──────── Фрагмент текста

Многие рационально мыслящие философы искали, вслед за Сократом, объективный и сверхличный (“сверхчеловеческий”) Логос в самом человеке. Этот логос мог трактоваться квазибиологически, гносеологически, аксиологически, онтологически, или как-то иначе.

В экзистенциальной философии, стремящейся обнаружить онтологически универсальное в человеческой экзистенции, также происходит выход за рамки частной (эмпирической, психологической) индивидуальности. Так, когда М.Хайдеггер говорит “жутко делается не ‘тебе’ или ‘мне’, а человеку”, он говорит об экзистенциальном страхе выводящем за рамки всякой конкретной индивидуальности. Dasein можно интерпретировать как нечто универсальное в человеке, как нечто индивидуально-всеобщее. Человеческую же конечность можно трактовать как нечто онтологически значимое и поэтому как нечто сверхчеловеческое в человеке. Равным образом, именовать “несокрытостью”, если учитывать особенности русского языка, следует вовсе не безразличную к экзистенции истинность, но онтологически значимую правдивость.

Софисты предпочитают оставаться в сфере “человеческого, слишком человеческого”, их релятивизм может, конечно, и не противоречить субъективной правдивости убеждений, но объективная и безразличная к индивидуальной онтологии истина софистам уже никак не нужна. Например, Протагор прекрасно видит и пытается как-то осмыслить экзистенциально-онтологическое значение убеждений (в этом и заключается основная ценность его концепции), однако смешивает данную проблему — как и Хайдеггер в дальнейшем — с проблемой объективной истинности.

────────────────

** Задания **
1) Продублируйте без изменений участок фрагмента от «Софисты предпочитают оставаться» до «проблемой объективной истинности.» включительно.
2) Назовите все перечисленные во фрагменте способы, которыми мог трактоваться Логос.
Данные — самостоятельный материал, с фрагментом они не связаны.

──────── Сохранённые строки

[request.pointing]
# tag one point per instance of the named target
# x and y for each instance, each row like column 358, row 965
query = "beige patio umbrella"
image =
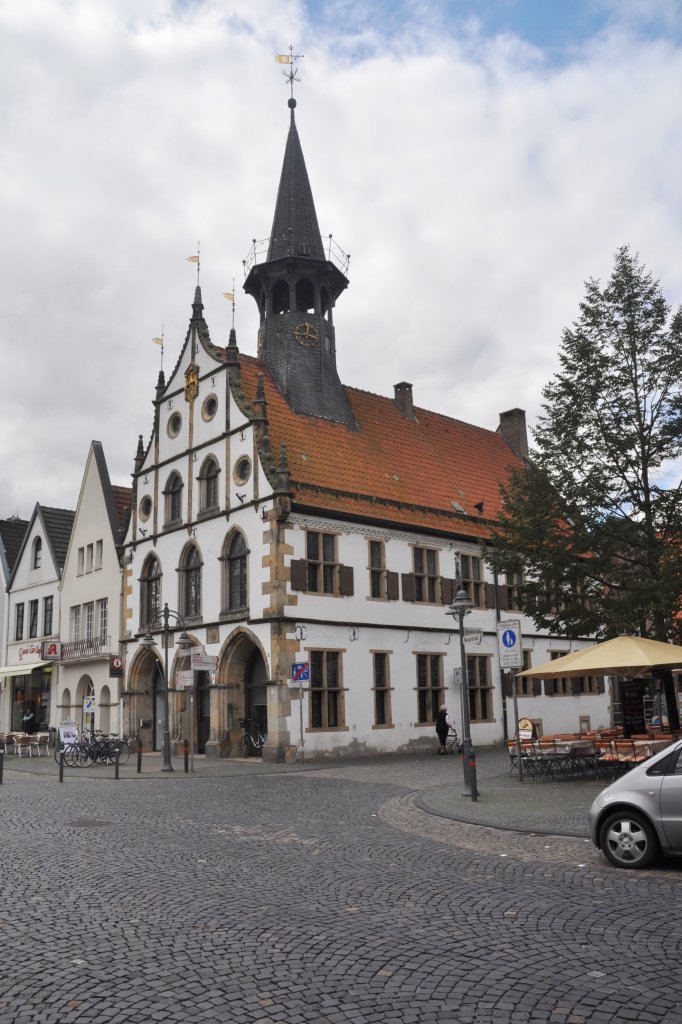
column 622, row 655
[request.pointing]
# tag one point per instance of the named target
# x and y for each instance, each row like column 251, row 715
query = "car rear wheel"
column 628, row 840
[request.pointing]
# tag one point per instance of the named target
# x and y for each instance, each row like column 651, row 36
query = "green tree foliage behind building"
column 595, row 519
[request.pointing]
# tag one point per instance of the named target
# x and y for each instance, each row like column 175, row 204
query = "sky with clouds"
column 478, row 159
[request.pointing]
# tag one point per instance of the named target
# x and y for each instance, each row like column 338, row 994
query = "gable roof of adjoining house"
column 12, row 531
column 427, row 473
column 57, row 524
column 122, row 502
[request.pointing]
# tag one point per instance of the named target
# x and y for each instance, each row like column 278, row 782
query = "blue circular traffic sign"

────────────────

** Ответы **
1)
Софисты предпочитают оставаться в сфере “человеческого, слишком человеческого”, их релятивизм может, конечно, и не противоречить субъективной правдивости убеждений, но объективная и безразличная к индивидуальной онтологии истина софистам уже никак не нужна. Например, Протагор прекрасно видит и пытается как-то осмыслить экзистенциально-онтологическое значение убеждений (в этом и заключается основная ценность его концепции), однако смешивает данную проблему — как и Хайдеггер в дальнейшем — с проблемой объективной истинности.

2) Квазибиологически, гносеологически, аксиологически, онтологически.